**SOURCE RECORDS:**
★ ★ ★ ★ ★ ★ ★
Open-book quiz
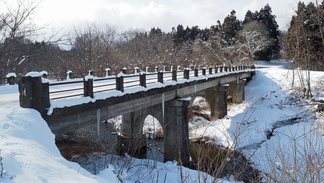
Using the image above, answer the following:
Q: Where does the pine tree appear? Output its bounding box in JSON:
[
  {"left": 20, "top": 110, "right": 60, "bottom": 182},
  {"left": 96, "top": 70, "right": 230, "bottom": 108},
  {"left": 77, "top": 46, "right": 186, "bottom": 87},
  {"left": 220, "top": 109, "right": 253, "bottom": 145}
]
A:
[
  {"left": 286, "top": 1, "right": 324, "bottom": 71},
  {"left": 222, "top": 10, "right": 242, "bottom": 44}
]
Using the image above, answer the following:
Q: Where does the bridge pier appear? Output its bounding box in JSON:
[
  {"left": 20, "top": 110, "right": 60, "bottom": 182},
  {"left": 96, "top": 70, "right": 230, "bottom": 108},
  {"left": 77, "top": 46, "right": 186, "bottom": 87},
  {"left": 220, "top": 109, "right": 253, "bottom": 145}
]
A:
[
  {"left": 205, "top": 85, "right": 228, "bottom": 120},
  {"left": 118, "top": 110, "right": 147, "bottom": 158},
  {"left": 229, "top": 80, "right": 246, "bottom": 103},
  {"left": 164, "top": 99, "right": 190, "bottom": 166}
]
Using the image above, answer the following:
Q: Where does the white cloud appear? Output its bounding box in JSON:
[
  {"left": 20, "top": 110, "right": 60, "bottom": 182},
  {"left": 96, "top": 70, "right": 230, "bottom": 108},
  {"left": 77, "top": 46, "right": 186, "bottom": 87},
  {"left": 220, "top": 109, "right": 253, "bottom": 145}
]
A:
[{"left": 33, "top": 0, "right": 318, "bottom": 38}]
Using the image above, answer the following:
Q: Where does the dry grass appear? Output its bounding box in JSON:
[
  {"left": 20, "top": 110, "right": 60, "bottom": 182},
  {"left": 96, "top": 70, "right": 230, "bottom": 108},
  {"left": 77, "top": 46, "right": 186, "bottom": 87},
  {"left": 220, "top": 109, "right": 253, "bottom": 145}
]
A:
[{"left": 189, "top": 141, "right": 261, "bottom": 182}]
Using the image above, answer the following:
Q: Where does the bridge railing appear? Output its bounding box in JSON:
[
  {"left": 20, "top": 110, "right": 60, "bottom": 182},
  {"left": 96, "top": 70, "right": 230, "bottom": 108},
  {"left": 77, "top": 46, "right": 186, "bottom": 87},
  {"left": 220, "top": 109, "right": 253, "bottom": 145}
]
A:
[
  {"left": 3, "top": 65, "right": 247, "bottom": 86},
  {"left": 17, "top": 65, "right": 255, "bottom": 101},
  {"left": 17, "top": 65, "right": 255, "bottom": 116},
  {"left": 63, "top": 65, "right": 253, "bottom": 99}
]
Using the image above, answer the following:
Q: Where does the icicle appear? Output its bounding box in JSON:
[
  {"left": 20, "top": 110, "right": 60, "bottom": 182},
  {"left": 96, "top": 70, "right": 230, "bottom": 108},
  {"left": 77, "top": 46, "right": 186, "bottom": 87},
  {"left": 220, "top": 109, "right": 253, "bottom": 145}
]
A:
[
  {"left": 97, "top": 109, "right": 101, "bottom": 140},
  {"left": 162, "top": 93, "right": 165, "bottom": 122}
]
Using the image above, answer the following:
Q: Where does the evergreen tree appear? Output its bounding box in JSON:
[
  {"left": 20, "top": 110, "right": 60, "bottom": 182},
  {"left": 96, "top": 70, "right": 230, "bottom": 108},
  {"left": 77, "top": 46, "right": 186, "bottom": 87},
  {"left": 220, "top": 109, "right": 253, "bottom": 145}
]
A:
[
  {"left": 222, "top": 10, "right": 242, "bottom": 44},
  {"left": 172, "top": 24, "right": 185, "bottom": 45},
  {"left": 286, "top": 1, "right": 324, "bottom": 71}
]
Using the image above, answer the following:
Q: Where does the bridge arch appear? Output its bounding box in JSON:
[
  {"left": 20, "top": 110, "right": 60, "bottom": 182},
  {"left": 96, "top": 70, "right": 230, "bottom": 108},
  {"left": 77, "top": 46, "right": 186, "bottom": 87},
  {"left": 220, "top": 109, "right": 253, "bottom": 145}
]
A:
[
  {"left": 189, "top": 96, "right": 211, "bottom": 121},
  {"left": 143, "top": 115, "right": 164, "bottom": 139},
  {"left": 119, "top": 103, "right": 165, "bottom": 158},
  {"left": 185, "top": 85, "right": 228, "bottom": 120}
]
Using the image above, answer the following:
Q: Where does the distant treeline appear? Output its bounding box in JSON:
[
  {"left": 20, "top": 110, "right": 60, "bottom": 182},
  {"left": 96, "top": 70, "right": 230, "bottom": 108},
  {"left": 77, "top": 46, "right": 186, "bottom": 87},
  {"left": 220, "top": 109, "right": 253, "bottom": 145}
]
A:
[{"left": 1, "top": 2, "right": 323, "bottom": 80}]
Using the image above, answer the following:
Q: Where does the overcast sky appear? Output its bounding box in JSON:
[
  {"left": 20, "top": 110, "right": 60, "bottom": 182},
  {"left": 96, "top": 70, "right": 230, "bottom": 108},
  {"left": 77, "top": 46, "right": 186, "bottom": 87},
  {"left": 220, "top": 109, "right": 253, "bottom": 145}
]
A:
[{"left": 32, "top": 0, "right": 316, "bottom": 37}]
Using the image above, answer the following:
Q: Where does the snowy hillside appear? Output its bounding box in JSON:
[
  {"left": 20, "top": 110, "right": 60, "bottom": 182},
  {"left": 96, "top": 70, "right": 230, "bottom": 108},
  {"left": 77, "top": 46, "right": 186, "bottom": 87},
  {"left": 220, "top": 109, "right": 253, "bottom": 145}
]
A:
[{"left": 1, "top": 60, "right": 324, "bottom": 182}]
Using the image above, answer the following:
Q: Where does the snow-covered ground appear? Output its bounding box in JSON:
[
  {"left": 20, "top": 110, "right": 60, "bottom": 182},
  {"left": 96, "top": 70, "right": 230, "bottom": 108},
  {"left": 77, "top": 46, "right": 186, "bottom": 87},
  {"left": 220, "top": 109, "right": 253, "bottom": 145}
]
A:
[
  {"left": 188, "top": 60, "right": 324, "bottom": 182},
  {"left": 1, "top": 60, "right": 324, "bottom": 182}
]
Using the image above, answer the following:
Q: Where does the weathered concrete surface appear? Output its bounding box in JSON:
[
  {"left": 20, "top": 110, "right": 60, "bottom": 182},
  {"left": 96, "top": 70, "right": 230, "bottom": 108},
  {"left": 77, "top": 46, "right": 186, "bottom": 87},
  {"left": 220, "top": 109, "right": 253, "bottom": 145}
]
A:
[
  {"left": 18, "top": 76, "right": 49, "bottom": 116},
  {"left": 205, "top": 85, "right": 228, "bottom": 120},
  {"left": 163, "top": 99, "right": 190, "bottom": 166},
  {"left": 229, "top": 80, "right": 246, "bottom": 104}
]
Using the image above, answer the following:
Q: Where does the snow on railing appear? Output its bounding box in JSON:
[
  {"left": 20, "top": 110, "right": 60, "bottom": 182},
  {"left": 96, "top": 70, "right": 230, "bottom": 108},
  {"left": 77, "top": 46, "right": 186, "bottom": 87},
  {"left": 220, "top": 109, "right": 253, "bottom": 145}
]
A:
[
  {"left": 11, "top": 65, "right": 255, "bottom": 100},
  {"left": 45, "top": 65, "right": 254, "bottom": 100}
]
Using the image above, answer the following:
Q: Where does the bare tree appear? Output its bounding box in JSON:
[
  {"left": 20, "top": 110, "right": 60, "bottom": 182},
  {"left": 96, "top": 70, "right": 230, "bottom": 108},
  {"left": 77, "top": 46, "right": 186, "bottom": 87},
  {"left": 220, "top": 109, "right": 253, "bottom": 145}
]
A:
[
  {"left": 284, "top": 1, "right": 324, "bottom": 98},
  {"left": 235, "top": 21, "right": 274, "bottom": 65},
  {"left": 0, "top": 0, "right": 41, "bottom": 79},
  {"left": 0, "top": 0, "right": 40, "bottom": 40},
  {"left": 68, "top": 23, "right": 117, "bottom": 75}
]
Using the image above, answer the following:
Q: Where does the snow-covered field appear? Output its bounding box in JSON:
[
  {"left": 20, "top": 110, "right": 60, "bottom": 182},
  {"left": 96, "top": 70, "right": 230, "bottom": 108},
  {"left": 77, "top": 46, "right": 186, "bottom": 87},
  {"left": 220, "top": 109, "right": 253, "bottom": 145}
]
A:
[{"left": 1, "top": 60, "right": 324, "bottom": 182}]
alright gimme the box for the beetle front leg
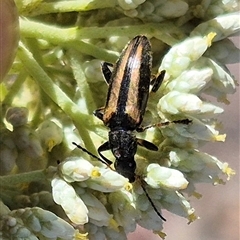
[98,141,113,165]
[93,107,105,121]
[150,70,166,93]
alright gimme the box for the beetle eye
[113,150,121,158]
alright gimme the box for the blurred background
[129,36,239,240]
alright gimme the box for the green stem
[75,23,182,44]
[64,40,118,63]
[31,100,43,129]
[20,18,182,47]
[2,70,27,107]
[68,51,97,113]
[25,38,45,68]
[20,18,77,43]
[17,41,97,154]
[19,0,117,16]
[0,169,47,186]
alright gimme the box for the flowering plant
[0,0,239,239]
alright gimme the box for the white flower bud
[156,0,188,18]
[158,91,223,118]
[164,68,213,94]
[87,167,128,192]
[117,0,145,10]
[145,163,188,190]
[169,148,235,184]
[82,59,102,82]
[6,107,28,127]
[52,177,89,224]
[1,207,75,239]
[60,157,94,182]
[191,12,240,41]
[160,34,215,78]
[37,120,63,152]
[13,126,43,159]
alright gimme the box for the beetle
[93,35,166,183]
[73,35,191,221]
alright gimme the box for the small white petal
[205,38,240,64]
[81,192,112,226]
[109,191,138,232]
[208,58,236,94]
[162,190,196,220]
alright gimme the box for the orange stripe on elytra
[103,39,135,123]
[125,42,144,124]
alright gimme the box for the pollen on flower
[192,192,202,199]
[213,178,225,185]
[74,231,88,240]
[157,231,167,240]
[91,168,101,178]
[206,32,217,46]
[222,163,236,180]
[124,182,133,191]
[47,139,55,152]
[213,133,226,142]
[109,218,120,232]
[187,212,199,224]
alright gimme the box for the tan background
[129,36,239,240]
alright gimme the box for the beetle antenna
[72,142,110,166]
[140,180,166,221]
★ ★ ★ ★ ★ ★ ★
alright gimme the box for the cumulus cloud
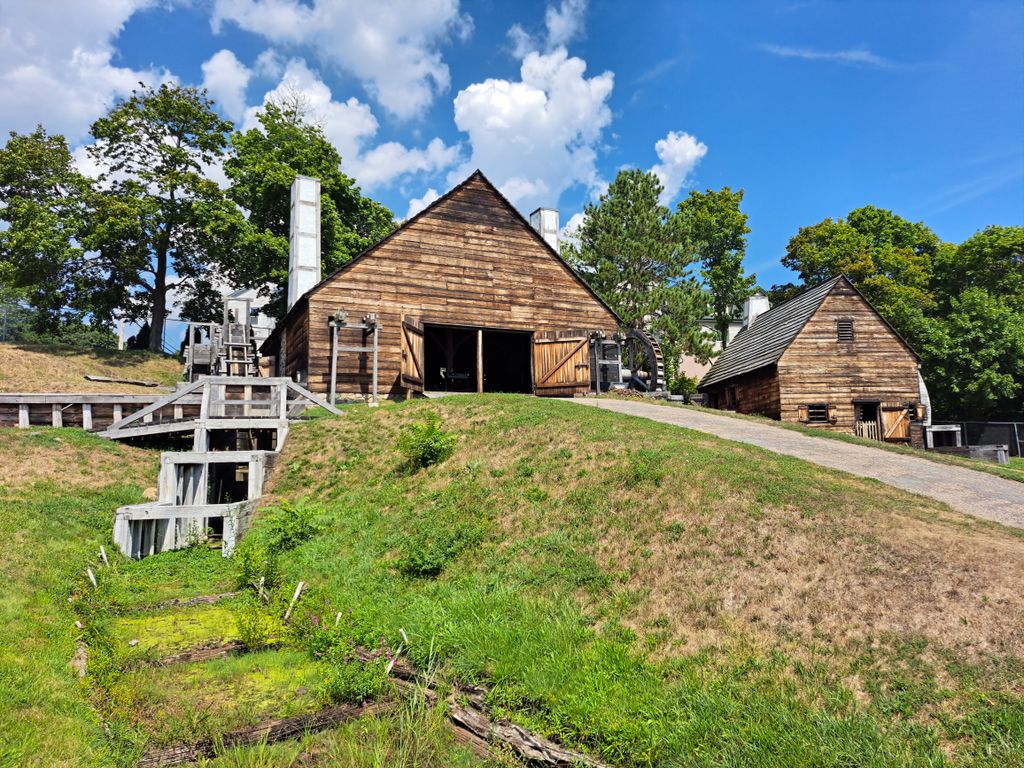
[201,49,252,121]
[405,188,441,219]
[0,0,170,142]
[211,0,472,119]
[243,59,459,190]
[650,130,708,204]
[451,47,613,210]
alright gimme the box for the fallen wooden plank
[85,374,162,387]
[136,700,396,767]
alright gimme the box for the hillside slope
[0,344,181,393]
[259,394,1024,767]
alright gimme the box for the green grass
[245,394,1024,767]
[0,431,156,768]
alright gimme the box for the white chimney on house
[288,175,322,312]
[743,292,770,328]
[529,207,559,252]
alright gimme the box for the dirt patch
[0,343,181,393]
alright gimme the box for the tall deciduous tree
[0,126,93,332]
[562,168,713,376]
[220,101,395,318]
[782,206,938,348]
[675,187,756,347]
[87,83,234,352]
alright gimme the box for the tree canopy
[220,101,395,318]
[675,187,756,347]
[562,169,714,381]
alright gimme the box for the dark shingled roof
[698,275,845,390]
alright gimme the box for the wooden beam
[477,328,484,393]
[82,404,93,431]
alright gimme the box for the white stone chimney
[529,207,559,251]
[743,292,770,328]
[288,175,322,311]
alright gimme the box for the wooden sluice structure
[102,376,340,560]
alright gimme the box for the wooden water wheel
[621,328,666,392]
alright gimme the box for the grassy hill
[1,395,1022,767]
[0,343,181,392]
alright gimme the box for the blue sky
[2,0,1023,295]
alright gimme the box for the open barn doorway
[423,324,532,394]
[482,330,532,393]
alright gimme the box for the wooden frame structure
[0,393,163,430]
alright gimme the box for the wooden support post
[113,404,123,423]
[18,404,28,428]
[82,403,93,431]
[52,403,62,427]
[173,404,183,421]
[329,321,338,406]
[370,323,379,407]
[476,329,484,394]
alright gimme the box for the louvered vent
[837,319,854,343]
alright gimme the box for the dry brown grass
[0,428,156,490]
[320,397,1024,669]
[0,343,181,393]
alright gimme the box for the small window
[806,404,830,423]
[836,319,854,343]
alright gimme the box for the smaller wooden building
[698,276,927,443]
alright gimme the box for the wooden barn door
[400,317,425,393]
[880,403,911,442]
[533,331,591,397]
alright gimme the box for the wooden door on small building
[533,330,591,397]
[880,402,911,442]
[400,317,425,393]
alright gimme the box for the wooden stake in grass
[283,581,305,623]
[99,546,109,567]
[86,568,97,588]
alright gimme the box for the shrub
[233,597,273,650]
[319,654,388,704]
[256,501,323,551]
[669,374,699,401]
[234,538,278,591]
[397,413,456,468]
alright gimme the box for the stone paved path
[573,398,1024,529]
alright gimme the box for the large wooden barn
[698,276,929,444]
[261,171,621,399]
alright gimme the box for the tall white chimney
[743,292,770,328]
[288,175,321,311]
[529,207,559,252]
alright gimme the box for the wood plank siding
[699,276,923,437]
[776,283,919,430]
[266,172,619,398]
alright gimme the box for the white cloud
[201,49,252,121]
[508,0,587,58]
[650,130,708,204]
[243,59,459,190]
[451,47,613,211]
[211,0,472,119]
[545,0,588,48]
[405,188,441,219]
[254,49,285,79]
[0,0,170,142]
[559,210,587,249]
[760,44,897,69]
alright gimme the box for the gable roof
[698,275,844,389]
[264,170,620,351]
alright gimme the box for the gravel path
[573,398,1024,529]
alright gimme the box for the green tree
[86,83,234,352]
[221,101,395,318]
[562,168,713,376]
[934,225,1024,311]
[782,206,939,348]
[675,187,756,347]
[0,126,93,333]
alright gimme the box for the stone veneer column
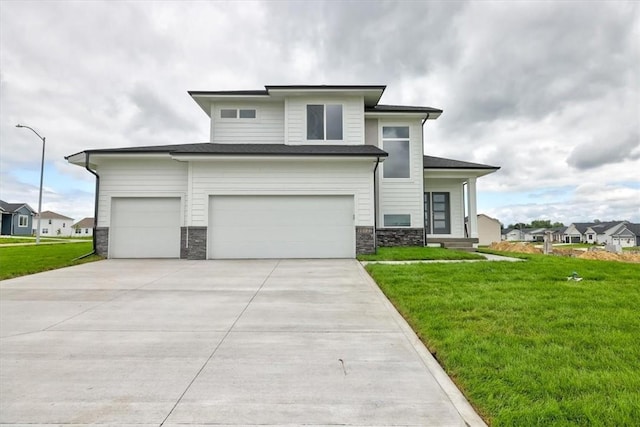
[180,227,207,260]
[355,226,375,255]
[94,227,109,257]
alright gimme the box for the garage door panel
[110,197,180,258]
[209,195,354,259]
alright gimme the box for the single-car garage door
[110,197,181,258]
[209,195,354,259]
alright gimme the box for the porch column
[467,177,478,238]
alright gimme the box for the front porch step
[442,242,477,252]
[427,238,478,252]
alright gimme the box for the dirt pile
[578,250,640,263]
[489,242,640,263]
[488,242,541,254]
★ ★ ★ ★ ★ ★ ★
**TASK DIRECTIONS:** Could you tally the lines in these records that contain the word "covered" and give only the result?

**ANSWER BOX:** 2